Your task is to repeat the entries exactly from their first line through the line with "455, row 339.", and to stop there.
┄┄┄┄┄┄┄┄┄┄
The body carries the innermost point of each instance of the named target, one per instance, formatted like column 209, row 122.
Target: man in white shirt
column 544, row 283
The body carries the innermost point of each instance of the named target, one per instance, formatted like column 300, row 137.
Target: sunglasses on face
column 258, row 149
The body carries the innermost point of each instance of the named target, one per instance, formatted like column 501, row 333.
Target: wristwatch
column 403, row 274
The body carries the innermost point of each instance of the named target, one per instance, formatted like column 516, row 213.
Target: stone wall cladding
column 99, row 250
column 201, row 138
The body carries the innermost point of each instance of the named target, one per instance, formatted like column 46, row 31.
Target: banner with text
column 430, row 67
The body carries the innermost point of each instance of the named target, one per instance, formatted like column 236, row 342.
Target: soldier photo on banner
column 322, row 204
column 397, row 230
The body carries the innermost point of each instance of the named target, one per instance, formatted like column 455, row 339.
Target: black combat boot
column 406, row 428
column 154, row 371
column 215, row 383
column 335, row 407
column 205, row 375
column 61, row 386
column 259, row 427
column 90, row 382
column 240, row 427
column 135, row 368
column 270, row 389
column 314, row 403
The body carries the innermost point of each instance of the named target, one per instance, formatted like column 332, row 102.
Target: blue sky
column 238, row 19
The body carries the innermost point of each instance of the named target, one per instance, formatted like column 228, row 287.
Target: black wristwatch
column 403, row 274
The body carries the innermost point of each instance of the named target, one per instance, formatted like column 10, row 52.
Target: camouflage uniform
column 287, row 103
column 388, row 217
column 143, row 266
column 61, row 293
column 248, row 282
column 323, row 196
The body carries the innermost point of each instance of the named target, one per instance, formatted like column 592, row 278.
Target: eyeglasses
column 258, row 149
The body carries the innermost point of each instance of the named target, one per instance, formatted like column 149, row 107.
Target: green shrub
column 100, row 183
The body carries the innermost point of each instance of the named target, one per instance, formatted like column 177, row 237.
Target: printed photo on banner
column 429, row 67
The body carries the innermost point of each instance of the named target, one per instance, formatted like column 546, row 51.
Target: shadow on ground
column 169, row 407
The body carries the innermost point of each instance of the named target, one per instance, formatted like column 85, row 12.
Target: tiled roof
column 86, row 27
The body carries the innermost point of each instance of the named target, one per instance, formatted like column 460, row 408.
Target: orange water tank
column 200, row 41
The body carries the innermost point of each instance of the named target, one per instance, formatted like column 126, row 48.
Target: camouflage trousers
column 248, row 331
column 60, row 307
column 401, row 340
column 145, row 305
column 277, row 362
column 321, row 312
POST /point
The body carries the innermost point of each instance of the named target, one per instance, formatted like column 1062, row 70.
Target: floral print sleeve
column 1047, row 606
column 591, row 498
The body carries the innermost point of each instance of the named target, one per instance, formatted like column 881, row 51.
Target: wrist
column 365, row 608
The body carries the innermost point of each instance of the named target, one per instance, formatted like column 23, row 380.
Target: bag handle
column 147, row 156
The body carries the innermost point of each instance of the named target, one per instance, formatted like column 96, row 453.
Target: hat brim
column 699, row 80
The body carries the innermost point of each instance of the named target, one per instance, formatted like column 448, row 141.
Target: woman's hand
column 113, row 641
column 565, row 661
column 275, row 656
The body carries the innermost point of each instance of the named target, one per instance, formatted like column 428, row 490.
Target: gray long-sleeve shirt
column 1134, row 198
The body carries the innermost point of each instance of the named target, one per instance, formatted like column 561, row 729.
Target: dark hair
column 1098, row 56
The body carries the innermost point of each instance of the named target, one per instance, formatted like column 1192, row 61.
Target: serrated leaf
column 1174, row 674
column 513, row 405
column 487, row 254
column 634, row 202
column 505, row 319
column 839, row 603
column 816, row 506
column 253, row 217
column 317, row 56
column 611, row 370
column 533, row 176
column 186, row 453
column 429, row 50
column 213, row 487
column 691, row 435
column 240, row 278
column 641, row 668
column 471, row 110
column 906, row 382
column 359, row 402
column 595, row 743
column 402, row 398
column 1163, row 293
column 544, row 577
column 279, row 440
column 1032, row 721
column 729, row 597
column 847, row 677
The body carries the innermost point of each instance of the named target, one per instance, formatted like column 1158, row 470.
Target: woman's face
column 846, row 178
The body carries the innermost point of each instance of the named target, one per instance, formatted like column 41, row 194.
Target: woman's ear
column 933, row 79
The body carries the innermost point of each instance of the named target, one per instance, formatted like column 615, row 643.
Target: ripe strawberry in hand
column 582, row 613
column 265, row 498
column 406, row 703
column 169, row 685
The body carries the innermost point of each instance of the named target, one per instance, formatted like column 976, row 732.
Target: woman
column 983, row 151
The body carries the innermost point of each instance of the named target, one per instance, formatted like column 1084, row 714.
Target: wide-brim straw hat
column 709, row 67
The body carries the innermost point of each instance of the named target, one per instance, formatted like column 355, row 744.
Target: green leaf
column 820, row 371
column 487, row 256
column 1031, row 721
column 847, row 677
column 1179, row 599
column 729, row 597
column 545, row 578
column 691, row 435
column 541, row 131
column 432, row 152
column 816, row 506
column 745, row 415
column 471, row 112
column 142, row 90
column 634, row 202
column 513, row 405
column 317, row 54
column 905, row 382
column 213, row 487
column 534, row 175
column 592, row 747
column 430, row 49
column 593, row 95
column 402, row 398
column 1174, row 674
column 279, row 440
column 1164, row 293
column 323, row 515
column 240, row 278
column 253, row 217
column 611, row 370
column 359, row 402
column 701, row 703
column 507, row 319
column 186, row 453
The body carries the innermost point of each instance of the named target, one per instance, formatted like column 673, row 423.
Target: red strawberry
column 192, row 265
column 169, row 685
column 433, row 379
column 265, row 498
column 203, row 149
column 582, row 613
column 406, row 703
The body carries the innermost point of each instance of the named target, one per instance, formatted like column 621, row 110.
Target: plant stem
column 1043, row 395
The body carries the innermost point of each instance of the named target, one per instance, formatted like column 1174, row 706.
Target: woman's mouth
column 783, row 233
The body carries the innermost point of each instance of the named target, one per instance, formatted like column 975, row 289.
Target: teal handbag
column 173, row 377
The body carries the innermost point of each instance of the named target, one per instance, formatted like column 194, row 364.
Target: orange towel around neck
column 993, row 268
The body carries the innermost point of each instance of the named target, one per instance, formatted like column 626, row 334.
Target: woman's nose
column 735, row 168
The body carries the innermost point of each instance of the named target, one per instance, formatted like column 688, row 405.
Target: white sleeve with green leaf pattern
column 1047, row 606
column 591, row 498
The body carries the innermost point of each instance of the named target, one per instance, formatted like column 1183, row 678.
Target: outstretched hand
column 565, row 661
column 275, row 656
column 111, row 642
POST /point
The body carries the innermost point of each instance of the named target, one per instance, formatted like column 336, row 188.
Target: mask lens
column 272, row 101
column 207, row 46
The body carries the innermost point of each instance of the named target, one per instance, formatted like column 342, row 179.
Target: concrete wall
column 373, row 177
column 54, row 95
┄┄┄┄┄┄┄┄┄┄
RESPONSE TO THIS TASK >>
The body carries the innermost point of each instance of the named target, one per instance, formatted like column 209, row 122.
Target: man in white shirt
column 544, row 283
The body carries the innermost point of each instance of the named target, one per instance, formatted like column 300, row 137.
Target: sunglasses on face
column 258, row 149
The body carries the innermost point of each instance of the named target, one per instance, formatted like column 501, row 333.
Target: wristwatch
column 403, row 274
The body carries the innermost point of each instance of the named target, one per instance, formatted like column 516, row 213.
Target: stone wall cladding
column 99, row 250
column 201, row 138
The body carries the innermost point of each instance of the named target, one per instance, formatted like column 46, row 31.
Target: banner with text
column 430, row 67
The body carries the innermost point of each instance of the named target, one per instance, formatted like column 236, row 342.
Target: soldier photo on banner
column 322, row 204
column 397, row 230
The body carries the innermost point of each instance of the named target, one per instance, formatted like column 455, row 339.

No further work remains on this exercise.